TEXT BLOCK Start Marker
This is what is here meant by ‘collectivity’.

When an extended family gathers, the result desired is usually mutual harmony; and achieving that is the responsibility of each and every person present. And, if one of these chooses to express discontent, the atmosphere is at once spoiled, for all. All must work towards maintaining a shared equilibrium – as on a medieval Japanese boat.

What such business actually requires of any guest is an attitude of intent gratitude and unstinted respect: each guest has been invited here; the combination of utensils has already been selected for her delight; and she takes her seat among fellow-guests. All of these things merit from her both thankfulness and solicitude for others. And, combined, these two attitudes can generate mutual harmony.

Concentration, however, is itself a guest’s third essential contribution. When the form of tea that the guests are about to be offered is finally being blended with piping-hot water, everyone must concentrate, with the host, on willing that delicately-responsive combination to become delicious.

The result is then consumed communally from a shared bowl/shared bowls. And, should the tea prove delicious, and should its communal consumption proceed smoothly, that will furnish a most happy climax to the service.

What is ‘Tea ceremony?’

Actually, what we are here discussing is no ceremony, but rather a shared, meditative rite of hospitality, composed of many brief actions that must be woven into a single larger process, the object of which is to communicate the host’s care for his guests, and the guests’ appreciation of that host’s efforts.

Such a single larger process (for instance, running on a track, driving along a highway, or even cooking, writing, or cleaning) inevitably comprises its inception, its continuation, and its conclusion: this is to say, initially getting ready for action, actual execution of the intended act, and then slowing to a final halt.

This applies likewise to the structure of a single service of tea. Such a service begins with setting out the utensils for use, and ritually cleansing them as an expression of the host’s deep concern for his guests’ wellbeing, reaches its climax in carefully and strenuously blending tea-powder with very hot water, and concludes in offering the most important utensils for each guest’s individual examination, and restoring to their original state the other objects employed, against the event of unexpected guests deciding to drop by.

The difference, however, between a service of tea and those examples of everyday actions or processes mentioned earlier is that, while matters like housework or even writing are often conducted in combination with many other tasks, and in hectic and even stressful environments, the rite of Tea allows everyone admitted to the Tea-chamber – host and guests alike – to achieve a restorative single-mindedness within an extra-worldly setting, and to enjoy the refreshing and even therapeutic effect of focusing on just one activity – complex and yet conducted single-mindedly – thereby for the time being laying all worldly cares aside.
TEXT BLOCK End Marker
RECORDS SUPPLIED Start Marker
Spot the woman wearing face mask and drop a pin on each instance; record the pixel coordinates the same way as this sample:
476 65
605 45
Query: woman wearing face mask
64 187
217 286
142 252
RECORDS SUPPLIED End Marker
» **REQUIRED ACTION**:
For each statement, say yes or no according to whether it agrees with the text on Tea above, and quote the words of the text that decide it. 1. Concentration is a guest's third essential contribution. 2. The text treats what it discusses as a ceremony. 3. The other objects used are restored to their original state in case unexpected guests drop by.

» **EXPECTED OUTPUT**:
1. Yes: "Concentration, however, is itself a guest’s third essential contribution."
2. No: "what we are here discussing is no ceremony, but rather a shared, meditative rite of hospitality"
3. Yes: "restoring to their original state the other objects employed, against the event of unexpected guests deciding to drop by."